## Task:
The listing below should be written out exactly; please include all of it.

(Object point labels)

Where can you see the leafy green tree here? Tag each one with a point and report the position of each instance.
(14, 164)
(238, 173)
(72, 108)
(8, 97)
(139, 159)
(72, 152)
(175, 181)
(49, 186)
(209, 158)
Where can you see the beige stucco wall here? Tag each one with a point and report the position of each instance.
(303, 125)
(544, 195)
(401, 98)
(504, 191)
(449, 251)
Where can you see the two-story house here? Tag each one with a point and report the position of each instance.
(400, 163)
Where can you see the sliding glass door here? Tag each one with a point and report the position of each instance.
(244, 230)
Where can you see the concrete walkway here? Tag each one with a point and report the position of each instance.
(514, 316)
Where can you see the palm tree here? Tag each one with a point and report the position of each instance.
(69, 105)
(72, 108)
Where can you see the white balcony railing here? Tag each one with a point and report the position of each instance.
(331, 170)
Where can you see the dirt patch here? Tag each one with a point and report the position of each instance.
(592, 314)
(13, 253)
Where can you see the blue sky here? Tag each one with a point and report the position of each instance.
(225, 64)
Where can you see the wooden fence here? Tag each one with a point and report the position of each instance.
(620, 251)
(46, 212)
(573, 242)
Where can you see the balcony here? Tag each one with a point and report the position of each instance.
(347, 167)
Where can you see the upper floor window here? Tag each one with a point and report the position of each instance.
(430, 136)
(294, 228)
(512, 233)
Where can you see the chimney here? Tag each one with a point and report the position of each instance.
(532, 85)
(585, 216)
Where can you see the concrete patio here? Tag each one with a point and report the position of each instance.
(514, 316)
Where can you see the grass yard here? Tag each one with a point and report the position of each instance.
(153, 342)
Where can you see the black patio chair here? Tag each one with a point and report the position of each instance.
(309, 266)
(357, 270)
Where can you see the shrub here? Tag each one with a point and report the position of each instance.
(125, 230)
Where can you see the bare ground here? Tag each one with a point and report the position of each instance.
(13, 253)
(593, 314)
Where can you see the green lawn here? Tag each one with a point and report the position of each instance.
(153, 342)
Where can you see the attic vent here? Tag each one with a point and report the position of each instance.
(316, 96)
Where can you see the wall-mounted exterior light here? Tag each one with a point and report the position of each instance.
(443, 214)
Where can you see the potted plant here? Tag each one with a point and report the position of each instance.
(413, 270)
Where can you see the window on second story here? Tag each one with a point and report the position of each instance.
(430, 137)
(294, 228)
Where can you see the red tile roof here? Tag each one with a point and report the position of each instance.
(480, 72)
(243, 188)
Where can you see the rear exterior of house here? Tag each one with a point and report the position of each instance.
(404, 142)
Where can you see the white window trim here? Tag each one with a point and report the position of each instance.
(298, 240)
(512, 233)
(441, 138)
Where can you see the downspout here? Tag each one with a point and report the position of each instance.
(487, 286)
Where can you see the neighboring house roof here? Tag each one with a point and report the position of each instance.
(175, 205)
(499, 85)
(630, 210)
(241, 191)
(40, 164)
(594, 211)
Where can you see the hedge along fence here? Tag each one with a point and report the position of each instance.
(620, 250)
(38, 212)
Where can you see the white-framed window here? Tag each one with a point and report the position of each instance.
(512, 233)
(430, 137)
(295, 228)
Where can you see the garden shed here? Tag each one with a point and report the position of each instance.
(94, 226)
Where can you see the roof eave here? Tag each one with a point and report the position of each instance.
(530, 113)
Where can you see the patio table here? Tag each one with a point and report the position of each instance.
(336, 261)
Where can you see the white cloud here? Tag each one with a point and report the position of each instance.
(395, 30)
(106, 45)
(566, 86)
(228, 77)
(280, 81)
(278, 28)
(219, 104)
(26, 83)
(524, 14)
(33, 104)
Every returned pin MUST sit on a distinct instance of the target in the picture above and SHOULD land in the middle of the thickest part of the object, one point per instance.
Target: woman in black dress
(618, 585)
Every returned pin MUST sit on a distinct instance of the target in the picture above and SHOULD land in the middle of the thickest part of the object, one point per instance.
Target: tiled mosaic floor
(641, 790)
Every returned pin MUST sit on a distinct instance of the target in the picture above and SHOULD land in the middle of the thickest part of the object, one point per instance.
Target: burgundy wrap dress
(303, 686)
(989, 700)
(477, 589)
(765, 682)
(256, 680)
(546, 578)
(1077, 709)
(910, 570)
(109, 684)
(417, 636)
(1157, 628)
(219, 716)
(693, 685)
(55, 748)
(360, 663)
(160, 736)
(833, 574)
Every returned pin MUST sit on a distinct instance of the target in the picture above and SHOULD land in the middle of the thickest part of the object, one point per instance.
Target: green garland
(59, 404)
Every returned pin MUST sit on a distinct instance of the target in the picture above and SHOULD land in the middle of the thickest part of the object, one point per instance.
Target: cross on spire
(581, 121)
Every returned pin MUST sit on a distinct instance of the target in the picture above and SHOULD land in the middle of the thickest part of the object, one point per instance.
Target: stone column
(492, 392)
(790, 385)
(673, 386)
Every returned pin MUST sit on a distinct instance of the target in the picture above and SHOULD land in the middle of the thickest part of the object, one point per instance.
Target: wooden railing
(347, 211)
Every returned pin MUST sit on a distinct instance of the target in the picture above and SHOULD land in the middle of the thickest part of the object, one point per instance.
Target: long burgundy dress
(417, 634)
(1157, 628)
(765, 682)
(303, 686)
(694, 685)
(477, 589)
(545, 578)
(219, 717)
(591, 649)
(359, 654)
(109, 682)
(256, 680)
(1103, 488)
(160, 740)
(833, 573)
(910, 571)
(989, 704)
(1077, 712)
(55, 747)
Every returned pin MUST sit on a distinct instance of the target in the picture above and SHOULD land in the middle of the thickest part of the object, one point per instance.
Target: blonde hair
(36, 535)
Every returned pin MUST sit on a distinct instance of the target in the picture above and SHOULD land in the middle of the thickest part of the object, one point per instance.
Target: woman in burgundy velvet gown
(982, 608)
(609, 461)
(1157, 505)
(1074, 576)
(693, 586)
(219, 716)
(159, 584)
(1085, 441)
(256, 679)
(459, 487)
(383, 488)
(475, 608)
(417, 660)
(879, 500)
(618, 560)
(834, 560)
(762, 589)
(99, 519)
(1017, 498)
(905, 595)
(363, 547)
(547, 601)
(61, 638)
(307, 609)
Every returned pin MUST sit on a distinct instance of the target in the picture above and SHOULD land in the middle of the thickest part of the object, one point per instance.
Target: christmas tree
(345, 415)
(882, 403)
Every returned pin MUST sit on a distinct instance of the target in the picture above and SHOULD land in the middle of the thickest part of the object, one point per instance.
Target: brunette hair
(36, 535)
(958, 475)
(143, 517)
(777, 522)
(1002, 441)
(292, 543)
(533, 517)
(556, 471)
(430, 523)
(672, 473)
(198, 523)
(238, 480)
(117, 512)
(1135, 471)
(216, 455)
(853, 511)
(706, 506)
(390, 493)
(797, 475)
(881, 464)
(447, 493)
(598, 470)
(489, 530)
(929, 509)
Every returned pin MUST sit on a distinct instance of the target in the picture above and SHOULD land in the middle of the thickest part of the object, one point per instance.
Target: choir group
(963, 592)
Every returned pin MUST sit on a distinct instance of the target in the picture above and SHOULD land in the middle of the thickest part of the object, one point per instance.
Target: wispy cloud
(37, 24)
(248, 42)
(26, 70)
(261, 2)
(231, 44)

## Task answer:
Where can you see the leafy green tree here? Tag each one with a point and report the position of each instance.
(14, 164)
(238, 173)
(72, 108)
(8, 97)
(139, 159)
(72, 152)
(175, 181)
(49, 186)
(209, 158)
Where can you see the beige stucco wall here? Tag each one with a point and report the position of each instance.
(303, 125)
(544, 195)
(401, 98)
(504, 191)
(449, 251)
Where can you see the two-story house here? Tag each one with a point and report the position of each instance.
(400, 163)
Where can you see the sliding glass door here? Tag each one with a point and report the position of each instance.
(244, 230)
Where can you see the concrete walkway here? Tag each one with a point and report the position of each instance.
(514, 316)
Where can you see the palm tree here? Tag each one with a point and report the position of each instance.
(69, 105)
(72, 108)
Where can you see the white balcony railing here? Tag each one with a point and report the position of each instance.
(331, 170)
Where can you see the dirt patch here? Tag each one with a point and report the position of each instance.
(592, 314)
(13, 253)
Where can you see the blue sky here? Tag each one with a point and report the position of each instance.
(225, 64)
Where can you see the wooden fence here? Tag each one with a point and report the position of each instance.
(620, 251)
(46, 212)
(573, 242)
Where can you see the balcony here? Tag each one with a point and report the position of each instance.
(347, 167)
Where can you see the upper floor window here? Tag each one with a point and report the position of each instance.
(430, 136)
(294, 228)
(512, 233)
Where can you see the chimney here? Tag each one with a point and report the position of each instance.
(532, 85)
(585, 216)
Where can you see the concrete patio here? Tag each one with a point and report the position of each instance.
(514, 316)
Where can you see the grass yard here? Tag each one with a point and report the position of each instance.
(153, 342)
Where can you see the black patio chair here? Tag each one with a point and report the position of each instance.
(309, 266)
(357, 270)
Where can you see the shrub here? Tag each one with a point and report the position of each instance.
(125, 230)
Where can you see the bare ground here? Tag each one with a point and report the position of each instance.
(13, 253)
(593, 314)
Where can you see the green lawn here? Tag each one with a point and report the position of each instance.
(153, 342)
Where can you see the attic vent here? Tag each one with a point and report the position of each instance.
(316, 96)
Where can you see the wall-mounted exterior light here? Tag each one with a point and report the position of each instance.
(443, 214)
Where can you see the potted plant here? Tag each one with a point and report the position of each instance.
(413, 270)
Where can you see the window on second story here? Tag each one with a point and report the position of each instance.
(430, 137)
(294, 228)
Where can you see the red tile roof here? Tag each one with a point and report the position of each instance.
(480, 72)
(243, 188)
Where can you see the rear exterior of house here? Tag each one with a point and report the position of each instance.
(404, 142)
Where can you see the white window trim here? Tag each one with a point and report the position of each instance.
(298, 240)
(512, 233)
(441, 138)
Where can you see the downspout here? Tag each one with a point and report the position of each instance.
(487, 286)
Where can you see the neighboring house roof here? Tag each one with a point and report the position of each instance.
(175, 205)
(499, 85)
(630, 210)
(241, 191)
(40, 164)
(594, 211)
Where can you see the hedge along fence here? Tag each one with a point and report the position of each instance.
(620, 250)
(38, 212)
Where can you see the white-framed window here? Tag each one with a point and report the position of each instance.
(512, 233)
(430, 137)
(295, 228)
Where can you see the garden shed here? Tag each one with a point and report the position of each instance.
(94, 226)
Where can you see the roof eave here? Tag each one with a point and report the position of each instance.
(530, 113)
Where can you see the patio table here? Tag each one with a point and report the position of each instance.
(336, 261)
Where can you see the white cloud here? Tag each one with a point and report the position of each instance.
(395, 30)
(106, 45)
(566, 86)
(228, 77)
(280, 81)
(278, 28)
(219, 104)
(26, 83)
(524, 14)
(33, 104)
Every returned pin MUST sit on a distinct instance of the target in the picture above and SHOULD land in the middle of the thickest part of the object, one point per instance.
Target: woman in black dress
(618, 585)
Every returned pin MUST sit on a distinct instance of the target in the picture above and SHOULD land in the middle of the thickest part of the object, one point per instance.
Target: tiled mosaic floor
(641, 790)
Every returned pin MUST sit on a distinct instance of the target in the picture above and SHOULD land in the middle of the thickest part of the object, one point per instance.
Target: burgundy wrap dress
(303, 686)
(989, 700)
(477, 589)
(765, 682)
(256, 680)
(546, 578)
(1077, 709)
(910, 570)
(109, 684)
(417, 636)
(1157, 628)
(219, 716)
(693, 685)
(55, 748)
(360, 663)
(160, 736)
(833, 574)
Every returned pin MUST sit on a distinct instance of the target in the picture above and SHOULD land in the middle of the thickest part of the object, one point per instance.
Target: green garland
(59, 404)
Every returned pin MUST sit on a distinct instance of the target in the picture above and SHOULD land in the middle of the thickest part of the object, one point per instance.
Target: cross on spire
(581, 121)
Every returned pin MUST sit on a distinct instance of the target in the picture above and SHOULD land in the middle of the thickest part of the object, one point per instance.
Target: stone column
(492, 392)
(790, 385)
(673, 386)
Every returned pin MUST sit on a distinct instance of the target in the picture above and SHOULD land in the middle of the thickest part of the object, one point per instance.
Target: wooden railing
(347, 211)
Every returned pin MUST sit on a distinct instance of the target in the picture above and SHOULD land in the middle of the thickest part of the object, one point per instance.
Target: long burgundy dress
(417, 634)
(1157, 628)
(765, 682)
(303, 686)
(694, 685)
(477, 589)
(545, 578)
(219, 717)
(591, 649)
(359, 654)
(109, 682)
(256, 680)
(1103, 488)
(160, 740)
(833, 573)
(910, 571)
(989, 704)
(1077, 712)
(55, 747)
Every returned pin MUST sit on a distinct instance of the target in the picture above and SHOULD land in the middle of the thickest part of the object, one point per instance.
Target: blonde hair
(36, 535)
Every returned pin MUST sit on a distinct instance of the target in the picture above and SHOULD land in the middle of the thickest part of the object, one point per instance.
Target: woman in burgundy velvet gown
(982, 608)
(609, 461)
(1157, 505)
(1074, 576)
(693, 586)
(219, 716)
(159, 584)
(1085, 441)
(256, 679)
(459, 487)
(383, 488)
(475, 608)
(417, 660)
(879, 500)
(618, 560)
(834, 560)
(762, 589)
(99, 519)
(1017, 498)
(905, 595)
(363, 547)
(547, 601)
(61, 638)
(307, 609)
Every returned pin MUST sit on a distinct instance of the target in the picture above and SHOULD land in the middle of the thickest part of the object, one point per instance.
Target: christmas tree
(345, 415)
(882, 403)
Every returned pin MUST sit on a distinct instance of the target in the picture above and SHOULD land in the middle of the thickest part of the object, one point per instance.
Target: brunette hair
(36, 535)
(958, 475)
(143, 517)
(777, 522)
(1002, 441)
(292, 543)
(533, 517)
(556, 471)
(430, 523)
(672, 473)
(198, 523)
(238, 480)
(117, 512)
(1135, 471)
(216, 455)
(853, 511)
(706, 506)
(390, 493)
(797, 475)
(881, 464)
(447, 493)
(598, 470)
(489, 530)
(929, 509)
Every returned pin MUST sit on a distinct instance of the target in the picture above and SHOULD land in the middle of the thickest part of the object, one point per instance.
Target: choir group
(963, 592)
Every returned pin MUST sit on a distinct instance of the target in the picture above and SHOULD land in the middle of the thickest part of the object, one point per instance.
Target: wispy cloud
(37, 24)
(248, 42)
(26, 70)
(261, 2)
(231, 44)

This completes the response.